# Tarea requerida A
Imprime el fragmento del extracto sobre la tarta de queso que empieza en "Fría o caliente, rígida, cremosa" y termina en "emigrantes judíos centro-europeos.".
# Tarea requerida B
Reescribe solo los registros, empezando por su comienzo y terminando en la línea que contiene "<point>947,545</point>", ambas incluidas. Cambia "Target" por "Label" y deja todo lo demás igual.

# Extracto

Fría o caliente, rígida, cremosa o incluso chorreante, la tarta de queso no es patrimonio exclusivo de Occidente, como prueba la existencia del chhena poda indostánico o el jiggly fluffy japonés –atención al que elabora Uncle Tetsu en Fukuoka–, pero sí es cierto que la versión que llegó (y triunfó) en el Nuevo Mundo tiene su origen en las delis que fundaron allá los emigrantes judíos centro-europeos.

De ahí que el Larousse Gastronómico defina el cheesecake como “un pastel estadounidense de queso blanco, cuya receta más apreciada es la tradicional preparación hebrea de Nueva York”. “Cremoso y compacto, el cheesecake se compone de una pasta preparada a partir de bizcocho seco desmenuzado, mantequilla y azúcar”, prosigue el Larousse. “Extendido en un molde de tarta, este fondo se rellena a continuación con queso blanco espeso, mezclado con huevos y azúcar. Cocido al horno y luego desmoldado, este pastel se suele servir cubierto de frutas frescas o un coulis de frutos rojos”.

# Registros mostrados

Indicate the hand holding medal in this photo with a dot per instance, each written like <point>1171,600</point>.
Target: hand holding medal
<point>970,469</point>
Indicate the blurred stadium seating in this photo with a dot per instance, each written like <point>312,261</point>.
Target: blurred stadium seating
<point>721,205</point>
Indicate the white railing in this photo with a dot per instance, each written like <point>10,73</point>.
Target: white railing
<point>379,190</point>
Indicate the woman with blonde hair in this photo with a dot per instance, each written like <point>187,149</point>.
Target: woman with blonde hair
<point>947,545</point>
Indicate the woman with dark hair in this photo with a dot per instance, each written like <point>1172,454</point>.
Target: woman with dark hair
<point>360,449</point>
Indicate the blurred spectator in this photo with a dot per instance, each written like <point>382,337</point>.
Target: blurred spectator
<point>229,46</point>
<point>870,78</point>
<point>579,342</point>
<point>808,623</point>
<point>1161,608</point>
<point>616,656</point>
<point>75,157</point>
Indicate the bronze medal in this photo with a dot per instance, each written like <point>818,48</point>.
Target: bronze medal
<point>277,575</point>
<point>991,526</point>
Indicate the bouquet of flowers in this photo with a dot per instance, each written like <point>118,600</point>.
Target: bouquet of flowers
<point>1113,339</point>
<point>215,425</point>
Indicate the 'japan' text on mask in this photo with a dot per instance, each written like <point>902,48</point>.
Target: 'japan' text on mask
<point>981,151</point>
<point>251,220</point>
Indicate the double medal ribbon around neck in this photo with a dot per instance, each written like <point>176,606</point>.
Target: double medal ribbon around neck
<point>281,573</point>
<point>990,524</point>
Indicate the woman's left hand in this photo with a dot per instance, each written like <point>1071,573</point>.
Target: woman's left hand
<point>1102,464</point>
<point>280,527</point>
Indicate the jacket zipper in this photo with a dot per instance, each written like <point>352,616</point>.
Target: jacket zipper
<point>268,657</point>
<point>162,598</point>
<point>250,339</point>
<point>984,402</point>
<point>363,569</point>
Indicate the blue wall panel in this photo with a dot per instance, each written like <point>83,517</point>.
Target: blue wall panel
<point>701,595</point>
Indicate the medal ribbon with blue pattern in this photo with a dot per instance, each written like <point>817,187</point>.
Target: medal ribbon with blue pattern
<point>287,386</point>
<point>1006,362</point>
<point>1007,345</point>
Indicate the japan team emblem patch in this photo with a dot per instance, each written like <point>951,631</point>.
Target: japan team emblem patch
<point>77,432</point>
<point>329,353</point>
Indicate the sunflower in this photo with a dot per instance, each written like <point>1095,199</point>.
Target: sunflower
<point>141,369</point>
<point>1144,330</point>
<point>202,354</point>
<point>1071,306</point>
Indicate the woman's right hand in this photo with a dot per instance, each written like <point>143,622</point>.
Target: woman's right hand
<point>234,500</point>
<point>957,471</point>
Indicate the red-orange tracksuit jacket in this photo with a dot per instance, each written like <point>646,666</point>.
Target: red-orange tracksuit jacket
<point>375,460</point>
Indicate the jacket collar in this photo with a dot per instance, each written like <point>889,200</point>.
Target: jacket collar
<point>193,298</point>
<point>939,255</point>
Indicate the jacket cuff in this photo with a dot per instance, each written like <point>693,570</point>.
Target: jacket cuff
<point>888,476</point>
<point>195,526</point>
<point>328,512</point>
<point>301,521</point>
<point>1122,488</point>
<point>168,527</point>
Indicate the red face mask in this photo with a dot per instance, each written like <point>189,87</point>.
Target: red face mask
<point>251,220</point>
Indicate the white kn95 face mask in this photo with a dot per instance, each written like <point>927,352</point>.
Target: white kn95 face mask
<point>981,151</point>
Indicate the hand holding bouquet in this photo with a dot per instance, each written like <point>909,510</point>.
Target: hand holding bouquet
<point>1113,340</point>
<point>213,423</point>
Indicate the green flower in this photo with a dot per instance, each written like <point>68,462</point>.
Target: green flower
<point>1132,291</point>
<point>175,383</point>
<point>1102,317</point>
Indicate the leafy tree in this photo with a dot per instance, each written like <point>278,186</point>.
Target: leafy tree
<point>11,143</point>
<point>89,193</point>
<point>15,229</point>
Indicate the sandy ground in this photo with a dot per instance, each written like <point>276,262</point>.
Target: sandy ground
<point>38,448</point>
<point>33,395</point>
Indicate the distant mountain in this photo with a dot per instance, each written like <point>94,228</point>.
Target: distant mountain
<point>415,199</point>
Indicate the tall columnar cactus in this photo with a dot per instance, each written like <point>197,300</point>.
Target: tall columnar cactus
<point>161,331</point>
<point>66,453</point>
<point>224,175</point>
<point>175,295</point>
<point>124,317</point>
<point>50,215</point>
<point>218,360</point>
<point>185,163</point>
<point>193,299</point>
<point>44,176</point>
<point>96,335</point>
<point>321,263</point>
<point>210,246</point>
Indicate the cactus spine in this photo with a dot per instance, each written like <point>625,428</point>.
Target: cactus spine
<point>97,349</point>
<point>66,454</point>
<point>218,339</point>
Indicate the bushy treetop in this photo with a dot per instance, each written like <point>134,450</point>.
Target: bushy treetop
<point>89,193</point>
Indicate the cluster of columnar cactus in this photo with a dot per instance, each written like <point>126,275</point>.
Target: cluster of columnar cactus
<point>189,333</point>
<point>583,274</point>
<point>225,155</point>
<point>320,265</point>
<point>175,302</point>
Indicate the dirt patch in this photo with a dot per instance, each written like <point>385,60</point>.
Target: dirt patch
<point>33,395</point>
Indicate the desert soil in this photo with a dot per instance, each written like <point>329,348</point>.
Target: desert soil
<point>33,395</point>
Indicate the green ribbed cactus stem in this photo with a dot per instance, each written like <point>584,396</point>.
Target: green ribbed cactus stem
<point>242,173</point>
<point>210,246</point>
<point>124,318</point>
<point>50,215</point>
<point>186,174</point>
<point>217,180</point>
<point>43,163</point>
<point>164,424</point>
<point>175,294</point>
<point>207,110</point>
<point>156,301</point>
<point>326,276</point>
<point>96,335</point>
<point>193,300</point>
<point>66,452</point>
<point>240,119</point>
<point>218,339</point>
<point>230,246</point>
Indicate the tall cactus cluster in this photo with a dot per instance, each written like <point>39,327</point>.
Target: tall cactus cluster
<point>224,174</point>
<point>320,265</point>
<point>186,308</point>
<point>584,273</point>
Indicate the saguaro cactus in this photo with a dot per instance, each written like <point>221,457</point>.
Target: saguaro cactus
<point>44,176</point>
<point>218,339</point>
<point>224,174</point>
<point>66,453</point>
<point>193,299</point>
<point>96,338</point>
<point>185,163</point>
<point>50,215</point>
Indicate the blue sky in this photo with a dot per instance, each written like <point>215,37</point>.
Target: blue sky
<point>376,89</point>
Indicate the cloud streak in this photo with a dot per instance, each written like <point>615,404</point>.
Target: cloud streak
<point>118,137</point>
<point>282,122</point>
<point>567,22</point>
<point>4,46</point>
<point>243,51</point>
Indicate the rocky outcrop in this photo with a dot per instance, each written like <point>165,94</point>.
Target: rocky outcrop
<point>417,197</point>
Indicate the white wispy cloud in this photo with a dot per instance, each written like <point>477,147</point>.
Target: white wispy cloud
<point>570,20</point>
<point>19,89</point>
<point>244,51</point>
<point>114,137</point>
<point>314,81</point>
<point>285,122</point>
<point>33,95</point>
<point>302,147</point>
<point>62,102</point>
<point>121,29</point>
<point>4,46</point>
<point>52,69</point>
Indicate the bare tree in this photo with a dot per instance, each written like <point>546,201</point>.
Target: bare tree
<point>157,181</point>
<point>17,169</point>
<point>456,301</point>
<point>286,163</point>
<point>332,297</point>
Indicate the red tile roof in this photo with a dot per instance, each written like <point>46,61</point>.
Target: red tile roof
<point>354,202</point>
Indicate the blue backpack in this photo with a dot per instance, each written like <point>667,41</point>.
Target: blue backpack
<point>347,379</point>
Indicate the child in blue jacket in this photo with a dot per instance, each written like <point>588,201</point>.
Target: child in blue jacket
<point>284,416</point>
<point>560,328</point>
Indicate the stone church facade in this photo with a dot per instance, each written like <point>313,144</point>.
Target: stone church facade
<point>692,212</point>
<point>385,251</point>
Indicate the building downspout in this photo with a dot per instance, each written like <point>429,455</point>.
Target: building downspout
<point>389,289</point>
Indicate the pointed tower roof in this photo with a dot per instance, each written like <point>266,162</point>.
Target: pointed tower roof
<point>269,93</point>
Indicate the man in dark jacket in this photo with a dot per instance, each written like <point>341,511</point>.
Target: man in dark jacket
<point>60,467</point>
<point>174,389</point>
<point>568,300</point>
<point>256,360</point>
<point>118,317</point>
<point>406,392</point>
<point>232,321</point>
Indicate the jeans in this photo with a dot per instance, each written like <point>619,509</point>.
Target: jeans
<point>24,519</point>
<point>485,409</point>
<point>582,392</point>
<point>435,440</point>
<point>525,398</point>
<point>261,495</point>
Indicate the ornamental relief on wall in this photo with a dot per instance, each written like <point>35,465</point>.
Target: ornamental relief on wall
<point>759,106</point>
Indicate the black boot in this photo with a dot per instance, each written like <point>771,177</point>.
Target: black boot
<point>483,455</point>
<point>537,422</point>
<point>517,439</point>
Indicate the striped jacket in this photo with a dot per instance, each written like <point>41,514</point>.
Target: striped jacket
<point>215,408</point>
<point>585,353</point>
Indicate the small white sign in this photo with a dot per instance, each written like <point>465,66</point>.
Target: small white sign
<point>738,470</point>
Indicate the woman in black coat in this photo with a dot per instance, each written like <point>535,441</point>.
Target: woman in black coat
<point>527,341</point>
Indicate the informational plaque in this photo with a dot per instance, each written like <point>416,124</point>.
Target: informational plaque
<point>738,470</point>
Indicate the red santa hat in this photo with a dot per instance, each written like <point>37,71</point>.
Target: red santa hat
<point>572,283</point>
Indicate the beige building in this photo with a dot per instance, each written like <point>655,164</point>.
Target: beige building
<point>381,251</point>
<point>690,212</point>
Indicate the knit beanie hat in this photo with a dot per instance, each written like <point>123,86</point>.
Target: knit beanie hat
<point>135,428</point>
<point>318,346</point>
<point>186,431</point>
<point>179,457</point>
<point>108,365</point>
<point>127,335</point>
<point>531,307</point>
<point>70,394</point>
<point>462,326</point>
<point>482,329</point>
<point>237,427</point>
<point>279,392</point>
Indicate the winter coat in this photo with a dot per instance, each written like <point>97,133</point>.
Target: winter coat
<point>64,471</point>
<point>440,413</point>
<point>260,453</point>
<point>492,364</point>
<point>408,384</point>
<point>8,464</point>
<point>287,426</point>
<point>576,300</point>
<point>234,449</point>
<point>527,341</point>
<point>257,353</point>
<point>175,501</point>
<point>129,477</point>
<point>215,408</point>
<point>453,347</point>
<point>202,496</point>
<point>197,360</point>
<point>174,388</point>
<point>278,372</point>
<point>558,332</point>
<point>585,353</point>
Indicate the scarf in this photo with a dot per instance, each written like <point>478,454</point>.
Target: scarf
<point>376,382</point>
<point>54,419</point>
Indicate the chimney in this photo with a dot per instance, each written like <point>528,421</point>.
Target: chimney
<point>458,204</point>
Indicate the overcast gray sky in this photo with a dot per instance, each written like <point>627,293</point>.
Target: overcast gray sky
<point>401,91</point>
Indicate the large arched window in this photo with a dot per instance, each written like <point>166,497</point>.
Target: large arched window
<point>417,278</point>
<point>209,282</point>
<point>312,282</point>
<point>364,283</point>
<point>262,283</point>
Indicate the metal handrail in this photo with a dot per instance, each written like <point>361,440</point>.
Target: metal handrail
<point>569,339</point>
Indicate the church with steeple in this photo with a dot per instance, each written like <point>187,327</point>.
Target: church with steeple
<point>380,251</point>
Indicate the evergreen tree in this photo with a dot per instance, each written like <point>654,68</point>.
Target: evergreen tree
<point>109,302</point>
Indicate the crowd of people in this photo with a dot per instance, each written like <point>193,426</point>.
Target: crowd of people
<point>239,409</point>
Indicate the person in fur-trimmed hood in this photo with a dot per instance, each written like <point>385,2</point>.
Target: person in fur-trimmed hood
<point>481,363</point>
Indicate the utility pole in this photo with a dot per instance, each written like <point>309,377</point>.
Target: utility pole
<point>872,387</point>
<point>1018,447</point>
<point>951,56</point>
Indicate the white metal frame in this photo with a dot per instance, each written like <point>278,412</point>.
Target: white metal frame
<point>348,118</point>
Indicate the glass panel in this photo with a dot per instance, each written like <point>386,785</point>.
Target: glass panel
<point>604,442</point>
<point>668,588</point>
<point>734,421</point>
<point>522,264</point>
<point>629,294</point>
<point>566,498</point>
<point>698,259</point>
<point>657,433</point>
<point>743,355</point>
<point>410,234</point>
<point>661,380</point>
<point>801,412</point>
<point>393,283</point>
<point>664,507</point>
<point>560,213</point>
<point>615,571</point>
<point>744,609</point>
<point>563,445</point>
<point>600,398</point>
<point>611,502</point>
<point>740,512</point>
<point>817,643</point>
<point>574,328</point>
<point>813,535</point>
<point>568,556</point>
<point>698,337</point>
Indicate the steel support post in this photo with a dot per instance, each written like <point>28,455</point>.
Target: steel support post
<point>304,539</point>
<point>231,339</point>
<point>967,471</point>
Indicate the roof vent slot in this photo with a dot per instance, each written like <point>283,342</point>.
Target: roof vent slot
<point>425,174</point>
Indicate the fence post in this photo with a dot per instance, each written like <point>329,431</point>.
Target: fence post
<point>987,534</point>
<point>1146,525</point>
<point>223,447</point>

# Respuesta escrita A
Fría o caliente, rígida, cremosa o incluso chorreante, la tarta de queso no es patrimonio exclusivo de Occidente, como prueba la existencia del chhena poda indostánico o el jiggly fluffy japonés –atención al que elabora Uncle Tetsu en Fukuoka–, pero sí es cierto que la versión que llegó (y triunfó) en el Nuevo Mundo tiene su origen en las delis que fundaron allá los emigrantes judíos centro-europeos.

# Respuesta escrita B
Indicate the hand holding medal in this photo with a dot per instance, each written like <point>1171,600</point>.
Label: hand holding medal
<point>970,469</point>
Indicate the blurred stadium seating in this photo with a dot per instance, each written like <point>312,261</point>.
Label: blurred stadium seating
<point>721,205</point>
Indicate the white railing in this photo with a dot per instance, each written like <point>10,73</point>.
Label: white railing
<point>379,190</point>
Indicate the woman with blonde hair in this photo with a dot per instance, each written like <point>187,149</point>.
Label: woman with blonde hair
<point>947,545</point>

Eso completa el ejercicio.